Problem to solve:
For this exercise, please reproduce the records below word for word, from the first line through the line with "Pick out each instance of the bus tire".

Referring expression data
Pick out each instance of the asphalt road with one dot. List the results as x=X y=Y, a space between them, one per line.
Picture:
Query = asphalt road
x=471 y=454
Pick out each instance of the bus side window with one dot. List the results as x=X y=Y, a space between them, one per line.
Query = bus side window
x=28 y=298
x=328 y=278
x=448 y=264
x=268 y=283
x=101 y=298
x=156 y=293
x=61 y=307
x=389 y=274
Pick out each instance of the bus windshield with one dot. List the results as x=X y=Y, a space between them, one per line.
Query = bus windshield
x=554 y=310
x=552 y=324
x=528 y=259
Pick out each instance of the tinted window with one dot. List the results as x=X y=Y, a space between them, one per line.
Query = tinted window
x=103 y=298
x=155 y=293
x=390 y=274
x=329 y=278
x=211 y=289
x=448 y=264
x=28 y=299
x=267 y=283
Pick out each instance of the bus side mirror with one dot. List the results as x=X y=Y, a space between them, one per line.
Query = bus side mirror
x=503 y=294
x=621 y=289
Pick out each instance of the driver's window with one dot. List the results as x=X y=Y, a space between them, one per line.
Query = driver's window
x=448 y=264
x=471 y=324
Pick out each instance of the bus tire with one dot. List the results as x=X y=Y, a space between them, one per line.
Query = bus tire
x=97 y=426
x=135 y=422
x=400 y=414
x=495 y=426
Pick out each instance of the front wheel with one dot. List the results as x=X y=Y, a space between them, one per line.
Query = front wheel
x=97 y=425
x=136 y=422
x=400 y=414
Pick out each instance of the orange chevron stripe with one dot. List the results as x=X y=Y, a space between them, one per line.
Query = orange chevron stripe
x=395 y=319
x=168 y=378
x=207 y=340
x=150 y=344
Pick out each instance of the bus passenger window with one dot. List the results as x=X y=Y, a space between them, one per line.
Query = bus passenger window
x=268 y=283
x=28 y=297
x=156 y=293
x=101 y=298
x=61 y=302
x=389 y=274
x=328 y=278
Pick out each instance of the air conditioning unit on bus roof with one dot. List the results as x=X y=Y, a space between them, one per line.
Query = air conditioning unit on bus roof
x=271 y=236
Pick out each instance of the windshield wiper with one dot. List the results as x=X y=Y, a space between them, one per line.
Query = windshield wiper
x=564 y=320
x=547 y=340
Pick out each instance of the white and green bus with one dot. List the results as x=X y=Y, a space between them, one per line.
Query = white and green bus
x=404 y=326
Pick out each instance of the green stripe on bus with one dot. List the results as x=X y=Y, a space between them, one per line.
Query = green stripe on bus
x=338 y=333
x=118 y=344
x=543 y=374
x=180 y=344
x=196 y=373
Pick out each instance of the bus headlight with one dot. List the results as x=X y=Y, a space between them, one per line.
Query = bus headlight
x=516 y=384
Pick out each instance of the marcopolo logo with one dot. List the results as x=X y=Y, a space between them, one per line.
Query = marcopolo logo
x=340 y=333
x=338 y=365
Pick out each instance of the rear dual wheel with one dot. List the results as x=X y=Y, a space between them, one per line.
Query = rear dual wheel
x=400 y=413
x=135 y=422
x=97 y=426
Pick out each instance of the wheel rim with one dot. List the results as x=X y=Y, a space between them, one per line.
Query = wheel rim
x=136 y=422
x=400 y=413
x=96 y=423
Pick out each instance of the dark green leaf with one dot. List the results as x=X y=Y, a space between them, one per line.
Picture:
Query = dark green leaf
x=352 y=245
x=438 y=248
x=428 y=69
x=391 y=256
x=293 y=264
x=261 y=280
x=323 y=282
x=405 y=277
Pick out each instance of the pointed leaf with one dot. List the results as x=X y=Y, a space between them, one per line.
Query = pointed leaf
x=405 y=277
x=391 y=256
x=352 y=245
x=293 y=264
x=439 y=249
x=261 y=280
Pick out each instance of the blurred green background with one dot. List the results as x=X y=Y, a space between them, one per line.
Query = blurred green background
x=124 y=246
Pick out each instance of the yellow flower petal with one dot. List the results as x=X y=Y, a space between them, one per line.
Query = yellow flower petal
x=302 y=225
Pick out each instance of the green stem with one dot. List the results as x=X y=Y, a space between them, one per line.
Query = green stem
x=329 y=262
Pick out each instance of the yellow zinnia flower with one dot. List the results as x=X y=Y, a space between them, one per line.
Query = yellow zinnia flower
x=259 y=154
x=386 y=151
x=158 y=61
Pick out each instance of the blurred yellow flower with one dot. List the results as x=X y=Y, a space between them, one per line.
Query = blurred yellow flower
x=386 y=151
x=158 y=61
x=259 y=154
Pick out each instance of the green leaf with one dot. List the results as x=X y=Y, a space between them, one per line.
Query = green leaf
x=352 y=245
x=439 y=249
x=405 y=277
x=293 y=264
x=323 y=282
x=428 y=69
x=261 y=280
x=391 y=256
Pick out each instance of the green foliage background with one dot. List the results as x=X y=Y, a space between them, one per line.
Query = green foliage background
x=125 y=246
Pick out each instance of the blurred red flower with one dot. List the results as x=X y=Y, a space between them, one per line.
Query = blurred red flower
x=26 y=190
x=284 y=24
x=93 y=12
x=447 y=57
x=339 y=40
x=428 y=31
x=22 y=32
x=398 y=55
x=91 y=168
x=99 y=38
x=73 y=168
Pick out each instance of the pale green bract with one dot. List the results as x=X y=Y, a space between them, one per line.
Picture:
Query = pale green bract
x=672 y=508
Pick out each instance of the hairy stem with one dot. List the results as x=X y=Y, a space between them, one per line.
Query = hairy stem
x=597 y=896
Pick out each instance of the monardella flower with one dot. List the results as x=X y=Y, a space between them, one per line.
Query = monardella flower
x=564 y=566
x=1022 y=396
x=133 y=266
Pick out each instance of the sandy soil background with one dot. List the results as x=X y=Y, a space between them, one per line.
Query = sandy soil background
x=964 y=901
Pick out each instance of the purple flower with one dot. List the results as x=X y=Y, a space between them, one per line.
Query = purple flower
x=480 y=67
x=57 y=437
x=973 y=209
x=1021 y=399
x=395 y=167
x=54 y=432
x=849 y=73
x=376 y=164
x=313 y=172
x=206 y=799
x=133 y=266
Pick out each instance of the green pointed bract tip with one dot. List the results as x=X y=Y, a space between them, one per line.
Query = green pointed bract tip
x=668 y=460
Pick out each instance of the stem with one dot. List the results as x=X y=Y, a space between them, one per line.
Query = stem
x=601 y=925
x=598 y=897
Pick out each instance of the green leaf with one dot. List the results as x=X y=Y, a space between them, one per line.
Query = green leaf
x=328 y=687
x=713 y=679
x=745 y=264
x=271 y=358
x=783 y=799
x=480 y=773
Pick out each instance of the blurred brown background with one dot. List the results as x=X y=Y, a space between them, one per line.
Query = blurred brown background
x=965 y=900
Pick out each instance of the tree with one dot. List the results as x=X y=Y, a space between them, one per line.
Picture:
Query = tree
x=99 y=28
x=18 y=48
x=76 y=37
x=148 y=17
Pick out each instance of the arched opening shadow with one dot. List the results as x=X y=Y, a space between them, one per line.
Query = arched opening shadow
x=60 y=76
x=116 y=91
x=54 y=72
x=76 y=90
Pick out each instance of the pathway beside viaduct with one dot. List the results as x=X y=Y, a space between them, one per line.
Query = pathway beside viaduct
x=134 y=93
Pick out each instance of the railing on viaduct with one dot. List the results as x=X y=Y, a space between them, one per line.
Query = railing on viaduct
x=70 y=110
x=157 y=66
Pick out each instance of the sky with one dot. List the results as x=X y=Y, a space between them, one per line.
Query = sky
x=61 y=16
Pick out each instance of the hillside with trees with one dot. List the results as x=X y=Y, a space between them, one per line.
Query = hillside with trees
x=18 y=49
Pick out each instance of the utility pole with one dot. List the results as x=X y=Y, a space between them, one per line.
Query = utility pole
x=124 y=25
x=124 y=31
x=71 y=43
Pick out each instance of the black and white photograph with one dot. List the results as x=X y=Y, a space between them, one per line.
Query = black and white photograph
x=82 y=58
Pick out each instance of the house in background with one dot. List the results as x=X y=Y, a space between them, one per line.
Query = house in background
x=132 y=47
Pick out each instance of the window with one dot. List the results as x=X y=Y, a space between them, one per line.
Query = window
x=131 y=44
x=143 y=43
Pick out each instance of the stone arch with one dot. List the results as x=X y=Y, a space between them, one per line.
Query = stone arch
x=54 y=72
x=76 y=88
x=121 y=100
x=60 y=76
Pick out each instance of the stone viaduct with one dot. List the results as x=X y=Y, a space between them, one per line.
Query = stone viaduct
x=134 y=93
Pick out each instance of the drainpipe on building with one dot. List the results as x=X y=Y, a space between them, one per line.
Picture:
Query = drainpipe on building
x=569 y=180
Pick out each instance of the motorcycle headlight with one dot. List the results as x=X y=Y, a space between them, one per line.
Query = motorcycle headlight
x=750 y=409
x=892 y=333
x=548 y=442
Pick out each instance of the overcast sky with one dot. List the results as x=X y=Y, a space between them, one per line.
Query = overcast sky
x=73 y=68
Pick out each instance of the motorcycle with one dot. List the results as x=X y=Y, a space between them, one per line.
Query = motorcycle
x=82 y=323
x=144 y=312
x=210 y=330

Exercise solution:
Pick out each instance of the asphalt road with one dot. List the results as x=X y=Y, a space between them, one per line.
Picture:
Query = asphalt road
x=471 y=454
Pick out each instance of the bus side window with one dot. List the results as x=X y=Y, a space between them, one per line.
Query = bus side window
x=28 y=298
x=328 y=278
x=448 y=264
x=268 y=283
x=101 y=298
x=156 y=293
x=61 y=307
x=389 y=274
Pick out each instance of the bus windshield with one dot. List the results as x=X y=Y, a space between them, one per line.
Query = bus windshield
x=554 y=310
x=552 y=324
x=528 y=259
Pick out each instance of the tinted window with one dot. List the results as x=X y=Y, a space between them, one per line.
Query = tinted window
x=103 y=298
x=155 y=293
x=390 y=274
x=329 y=278
x=211 y=289
x=448 y=264
x=28 y=299
x=267 y=283
Pick out each instance of the bus side mirror with one dot. List the results as x=X y=Y, a space between them, one per line.
Query = bus side mirror
x=503 y=294
x=621 y=289
Pick out each instance of the driver's window with one dot. List the results as x=X y=Y, a space between them, one per line.
Query = driver's window
x=448 y=264
x=471 y=324
Pick out each instance of the bus tire with one dot. List the results as x=X y=Y, a space between them, one per line.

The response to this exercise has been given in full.